◆ TO BE DONE
Can you copy, word for word, the stretch from "with the log" through "the example *)" in the maximum likelihood passage below?

◆ PASSAGE SHOWN
=-=-=-=-=

Suppose there are $n$ observations with $n_0$ having the minimum value, $n_2$ having the maximum value, and that we label the $n_1=n-n_0-n_2$ values between the minimum and the maximum values as $x_1, x_2, …, x_{n_1}$. The likelihood function is

$$L=\beta^{n_0}\left((1-\beta)e^{-\lambda\gamma}\right)^{n_2}\prod_{i=1}^{n_1} (1-\beta)\lambda e^{-\lambda x_i}$$

with the log likelihood being

$$\log(L)=n_0\log\beta+\left(n_1+n_2\right)\log(1-\beta)+n_1\log\lambda-n_2\lambda\gamma-\lambda\sum_{i=1}^{n_1} x_i$$

The maximum likelihood estimators are

$$\begin{align*} \hat{\beta}&=\frac{n_0}{n}\\ \hat{\gamma}&=\max\limits_i x_i\\ \hat{\lambda}&=\frac{n_1}{\sum\limits_{i=1}^{n_1} x_i+\hat{\gamma}n_2} \end{align*}$$

The Mathematica code to generate samples from this distribution and estimate the parameters follows:

(* Set some values for the parameters to be used in the example *)

=-=-=-=-=

◆ SOURCE DATA

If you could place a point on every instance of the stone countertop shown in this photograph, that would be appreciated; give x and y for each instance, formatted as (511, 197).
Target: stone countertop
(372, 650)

=-=-=-=-=

◆ THE ANSWER
with the log likelihood being

$$\log(L)=n_0\log\beta+\left(n_1+n_2\right)\log(1-\beta)+n_1\log\lambda-n_2\lambda\gamma-\lambda\sum_{i=1}^{n_1} x_i$$

The maximum likelihood estimators are

$$\begin{align*} \hat{\beta}&=\frac{n_0}{n}\\ \hat{\gamma}&=\max\limits_i x_i\\ \hat{\lambda}&=\frac{n_1}{\sum\limits_{i=1}^{n_1} x_i+\hat{\gamma}n_2} \end{align*}$$

The Mathematica code to generate samples from this distribution and estimate the parameters follows:

(* Set some values for the parameters to be used in the example *)